= Brief =
Starting at the line with "Where can you spot the martagon", transcribe each line through the final one, both included, and add nothing.

-- START OF Data --

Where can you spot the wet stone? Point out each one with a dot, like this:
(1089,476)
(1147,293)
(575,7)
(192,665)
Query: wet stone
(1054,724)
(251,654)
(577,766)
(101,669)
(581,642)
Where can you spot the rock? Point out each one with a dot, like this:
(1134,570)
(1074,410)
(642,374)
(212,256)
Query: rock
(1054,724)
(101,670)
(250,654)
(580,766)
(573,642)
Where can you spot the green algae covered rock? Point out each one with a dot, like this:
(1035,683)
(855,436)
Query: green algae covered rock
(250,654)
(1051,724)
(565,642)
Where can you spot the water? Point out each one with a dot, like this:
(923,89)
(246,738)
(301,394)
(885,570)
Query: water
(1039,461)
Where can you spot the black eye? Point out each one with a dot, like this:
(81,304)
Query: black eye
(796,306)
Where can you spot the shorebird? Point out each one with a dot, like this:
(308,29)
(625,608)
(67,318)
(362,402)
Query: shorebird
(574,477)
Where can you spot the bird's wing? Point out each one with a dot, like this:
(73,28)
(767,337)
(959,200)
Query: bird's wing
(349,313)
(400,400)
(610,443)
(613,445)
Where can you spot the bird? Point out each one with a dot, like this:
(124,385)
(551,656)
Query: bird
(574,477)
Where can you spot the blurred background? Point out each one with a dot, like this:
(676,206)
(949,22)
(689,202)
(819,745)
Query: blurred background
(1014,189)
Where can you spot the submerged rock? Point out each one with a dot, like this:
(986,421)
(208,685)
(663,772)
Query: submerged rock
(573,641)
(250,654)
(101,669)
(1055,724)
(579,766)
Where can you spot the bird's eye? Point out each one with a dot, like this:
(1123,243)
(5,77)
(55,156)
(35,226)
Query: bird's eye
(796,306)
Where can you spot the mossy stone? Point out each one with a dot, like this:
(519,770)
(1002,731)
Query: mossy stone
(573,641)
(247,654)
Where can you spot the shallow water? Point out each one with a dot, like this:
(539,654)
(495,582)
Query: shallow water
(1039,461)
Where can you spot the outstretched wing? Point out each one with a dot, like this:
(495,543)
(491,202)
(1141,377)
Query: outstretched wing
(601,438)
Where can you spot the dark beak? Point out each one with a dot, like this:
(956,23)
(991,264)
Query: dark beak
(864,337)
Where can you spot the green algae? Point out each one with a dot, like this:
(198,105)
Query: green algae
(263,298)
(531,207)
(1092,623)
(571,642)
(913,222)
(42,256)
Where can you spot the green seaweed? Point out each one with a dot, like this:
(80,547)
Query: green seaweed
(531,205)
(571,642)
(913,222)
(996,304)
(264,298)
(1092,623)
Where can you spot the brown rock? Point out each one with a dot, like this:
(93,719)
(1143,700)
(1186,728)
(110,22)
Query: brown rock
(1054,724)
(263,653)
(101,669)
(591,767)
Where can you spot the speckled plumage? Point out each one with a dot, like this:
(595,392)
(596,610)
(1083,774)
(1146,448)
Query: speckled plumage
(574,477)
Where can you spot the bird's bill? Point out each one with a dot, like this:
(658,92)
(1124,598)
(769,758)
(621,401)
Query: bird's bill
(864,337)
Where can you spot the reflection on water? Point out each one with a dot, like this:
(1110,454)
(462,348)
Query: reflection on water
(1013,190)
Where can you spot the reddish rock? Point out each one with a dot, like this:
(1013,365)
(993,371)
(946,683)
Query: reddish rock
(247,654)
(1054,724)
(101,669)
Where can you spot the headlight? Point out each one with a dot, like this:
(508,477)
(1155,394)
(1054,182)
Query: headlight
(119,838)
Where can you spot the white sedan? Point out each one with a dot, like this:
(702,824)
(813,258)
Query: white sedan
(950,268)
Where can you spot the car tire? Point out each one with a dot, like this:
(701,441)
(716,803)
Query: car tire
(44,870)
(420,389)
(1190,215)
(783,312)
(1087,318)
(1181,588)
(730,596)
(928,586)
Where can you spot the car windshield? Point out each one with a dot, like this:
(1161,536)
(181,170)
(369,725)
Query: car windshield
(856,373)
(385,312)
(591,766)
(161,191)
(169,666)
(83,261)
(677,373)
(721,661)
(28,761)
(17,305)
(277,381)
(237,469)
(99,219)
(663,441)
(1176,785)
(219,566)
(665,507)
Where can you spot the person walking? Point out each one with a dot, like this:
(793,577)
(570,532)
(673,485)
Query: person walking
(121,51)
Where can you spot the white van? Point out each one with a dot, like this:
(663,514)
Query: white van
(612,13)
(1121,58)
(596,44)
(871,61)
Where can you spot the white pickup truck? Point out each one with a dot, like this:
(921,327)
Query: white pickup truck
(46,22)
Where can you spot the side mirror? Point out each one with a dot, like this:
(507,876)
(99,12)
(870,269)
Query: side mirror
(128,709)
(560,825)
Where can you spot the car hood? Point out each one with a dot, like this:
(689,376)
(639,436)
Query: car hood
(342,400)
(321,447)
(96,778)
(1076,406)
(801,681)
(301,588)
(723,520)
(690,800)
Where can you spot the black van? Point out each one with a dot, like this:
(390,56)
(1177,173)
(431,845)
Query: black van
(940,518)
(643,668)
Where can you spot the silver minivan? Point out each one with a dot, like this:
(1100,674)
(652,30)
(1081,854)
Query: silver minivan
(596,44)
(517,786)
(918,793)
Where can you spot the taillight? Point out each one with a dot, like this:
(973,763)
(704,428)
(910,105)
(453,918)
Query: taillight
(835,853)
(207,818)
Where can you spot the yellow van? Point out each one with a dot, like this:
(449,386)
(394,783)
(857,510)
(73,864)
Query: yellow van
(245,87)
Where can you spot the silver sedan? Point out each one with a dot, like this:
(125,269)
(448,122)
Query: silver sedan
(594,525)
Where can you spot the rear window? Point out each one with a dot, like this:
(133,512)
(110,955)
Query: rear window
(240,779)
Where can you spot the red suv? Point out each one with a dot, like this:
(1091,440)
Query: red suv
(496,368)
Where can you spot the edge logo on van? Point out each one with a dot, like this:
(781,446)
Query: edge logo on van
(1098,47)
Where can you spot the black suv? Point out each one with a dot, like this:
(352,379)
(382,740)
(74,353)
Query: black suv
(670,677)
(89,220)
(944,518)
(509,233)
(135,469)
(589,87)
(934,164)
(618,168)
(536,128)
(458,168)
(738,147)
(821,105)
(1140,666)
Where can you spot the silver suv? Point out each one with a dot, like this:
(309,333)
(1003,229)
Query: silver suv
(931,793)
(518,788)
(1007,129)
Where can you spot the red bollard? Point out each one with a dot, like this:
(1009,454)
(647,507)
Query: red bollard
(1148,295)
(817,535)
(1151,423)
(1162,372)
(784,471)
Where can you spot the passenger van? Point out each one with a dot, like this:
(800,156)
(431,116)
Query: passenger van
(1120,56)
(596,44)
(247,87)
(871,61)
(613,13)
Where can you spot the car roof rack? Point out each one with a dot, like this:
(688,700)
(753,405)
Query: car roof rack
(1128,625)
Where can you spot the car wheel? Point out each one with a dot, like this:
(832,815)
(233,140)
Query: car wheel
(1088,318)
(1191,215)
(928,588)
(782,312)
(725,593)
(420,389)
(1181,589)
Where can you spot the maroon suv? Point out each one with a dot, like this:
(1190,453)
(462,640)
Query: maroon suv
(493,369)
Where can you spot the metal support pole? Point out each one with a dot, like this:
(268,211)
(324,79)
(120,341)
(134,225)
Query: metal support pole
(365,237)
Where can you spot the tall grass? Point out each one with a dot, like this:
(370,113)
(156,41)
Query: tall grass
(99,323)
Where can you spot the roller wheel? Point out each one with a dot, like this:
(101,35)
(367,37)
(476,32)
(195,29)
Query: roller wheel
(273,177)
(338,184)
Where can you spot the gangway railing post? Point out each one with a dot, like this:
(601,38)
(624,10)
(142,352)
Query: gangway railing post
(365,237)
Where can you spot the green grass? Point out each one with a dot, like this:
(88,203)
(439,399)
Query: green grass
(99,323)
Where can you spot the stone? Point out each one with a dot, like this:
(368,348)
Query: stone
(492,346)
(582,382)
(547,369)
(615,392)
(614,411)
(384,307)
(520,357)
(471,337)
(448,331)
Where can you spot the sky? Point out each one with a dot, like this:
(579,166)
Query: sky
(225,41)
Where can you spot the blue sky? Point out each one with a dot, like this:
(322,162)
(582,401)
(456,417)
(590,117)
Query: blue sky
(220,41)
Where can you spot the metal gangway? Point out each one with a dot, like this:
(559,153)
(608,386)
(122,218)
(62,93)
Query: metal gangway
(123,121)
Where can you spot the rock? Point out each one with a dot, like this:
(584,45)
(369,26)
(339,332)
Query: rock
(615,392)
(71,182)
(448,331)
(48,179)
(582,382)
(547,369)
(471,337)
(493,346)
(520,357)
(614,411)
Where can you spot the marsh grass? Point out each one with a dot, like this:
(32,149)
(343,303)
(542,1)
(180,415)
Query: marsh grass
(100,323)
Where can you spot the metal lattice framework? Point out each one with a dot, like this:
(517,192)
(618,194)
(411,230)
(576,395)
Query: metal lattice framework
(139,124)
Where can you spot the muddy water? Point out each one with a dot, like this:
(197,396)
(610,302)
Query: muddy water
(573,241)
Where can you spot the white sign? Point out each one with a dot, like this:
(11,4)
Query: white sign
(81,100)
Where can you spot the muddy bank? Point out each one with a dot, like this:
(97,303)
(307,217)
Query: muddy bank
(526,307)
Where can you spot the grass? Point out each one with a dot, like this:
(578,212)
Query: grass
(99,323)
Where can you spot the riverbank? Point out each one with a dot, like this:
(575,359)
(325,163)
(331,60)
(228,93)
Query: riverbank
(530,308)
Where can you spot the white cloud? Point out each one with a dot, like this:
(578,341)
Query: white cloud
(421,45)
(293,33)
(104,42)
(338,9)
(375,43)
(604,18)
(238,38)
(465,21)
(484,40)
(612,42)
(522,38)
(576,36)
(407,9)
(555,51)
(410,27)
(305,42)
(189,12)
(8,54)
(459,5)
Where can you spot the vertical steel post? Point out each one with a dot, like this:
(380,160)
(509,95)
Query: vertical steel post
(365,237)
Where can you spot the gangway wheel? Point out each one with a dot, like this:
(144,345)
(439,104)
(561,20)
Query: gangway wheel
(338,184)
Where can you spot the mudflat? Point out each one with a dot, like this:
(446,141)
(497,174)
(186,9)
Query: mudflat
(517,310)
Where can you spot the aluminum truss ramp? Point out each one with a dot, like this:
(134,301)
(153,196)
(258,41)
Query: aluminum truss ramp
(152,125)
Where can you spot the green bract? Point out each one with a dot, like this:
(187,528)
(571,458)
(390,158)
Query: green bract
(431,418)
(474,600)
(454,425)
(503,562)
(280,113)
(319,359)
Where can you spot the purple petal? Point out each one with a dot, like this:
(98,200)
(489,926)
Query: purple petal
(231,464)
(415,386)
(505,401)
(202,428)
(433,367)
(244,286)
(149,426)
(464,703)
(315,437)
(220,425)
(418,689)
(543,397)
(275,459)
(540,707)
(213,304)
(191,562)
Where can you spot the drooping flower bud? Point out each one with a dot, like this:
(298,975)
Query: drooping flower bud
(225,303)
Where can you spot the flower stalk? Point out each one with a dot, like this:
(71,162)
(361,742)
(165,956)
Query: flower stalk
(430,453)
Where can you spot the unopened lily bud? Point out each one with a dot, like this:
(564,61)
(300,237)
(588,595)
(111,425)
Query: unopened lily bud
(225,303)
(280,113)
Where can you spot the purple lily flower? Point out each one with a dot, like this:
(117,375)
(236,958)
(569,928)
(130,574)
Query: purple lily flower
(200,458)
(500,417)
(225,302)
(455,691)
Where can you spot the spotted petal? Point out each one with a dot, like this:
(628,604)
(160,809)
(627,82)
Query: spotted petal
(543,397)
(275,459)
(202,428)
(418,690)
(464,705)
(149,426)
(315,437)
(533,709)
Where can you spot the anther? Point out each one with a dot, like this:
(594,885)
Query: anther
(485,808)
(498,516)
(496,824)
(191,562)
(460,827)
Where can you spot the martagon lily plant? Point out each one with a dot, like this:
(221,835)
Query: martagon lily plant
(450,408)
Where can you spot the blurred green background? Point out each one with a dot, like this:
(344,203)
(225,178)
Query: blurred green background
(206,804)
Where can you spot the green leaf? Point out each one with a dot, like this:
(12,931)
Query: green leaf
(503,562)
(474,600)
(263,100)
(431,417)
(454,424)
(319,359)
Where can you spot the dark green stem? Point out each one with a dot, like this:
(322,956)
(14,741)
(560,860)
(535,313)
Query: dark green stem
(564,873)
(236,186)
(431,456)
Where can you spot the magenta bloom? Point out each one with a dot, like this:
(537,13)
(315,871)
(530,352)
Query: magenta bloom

-- END OF Data --

= Answer in full =
Where can you spot the martagon lily plant? Point out each one with a dot, like this:
(221,835)
Query: martagon lily plant
(450,408)
Where can you spot the blurred green background? Point out each one with a dot, like this:
(344,203)
(225,178)
Query: blurred green background
(206,804)
Where can you spot the green leaf? Point out each one with a dot, like this:
(12,931)
Query: green leaf
(503,562)
(474,600)
(263,100)
(431,417)
(454,424)
(319,359)
Where can you spot the dark green stem? Point out each one with a dot, like this:
(322,956)
(14,741)
(560,860)
(535,313)
Query: dark green stem
(564,873)
(236,186)
(431,456)
Where can you spot the magenta bloom? Point out each one with a dot, like this:
(537,13)
(315,871)
(530,352)
Query: magenta bloom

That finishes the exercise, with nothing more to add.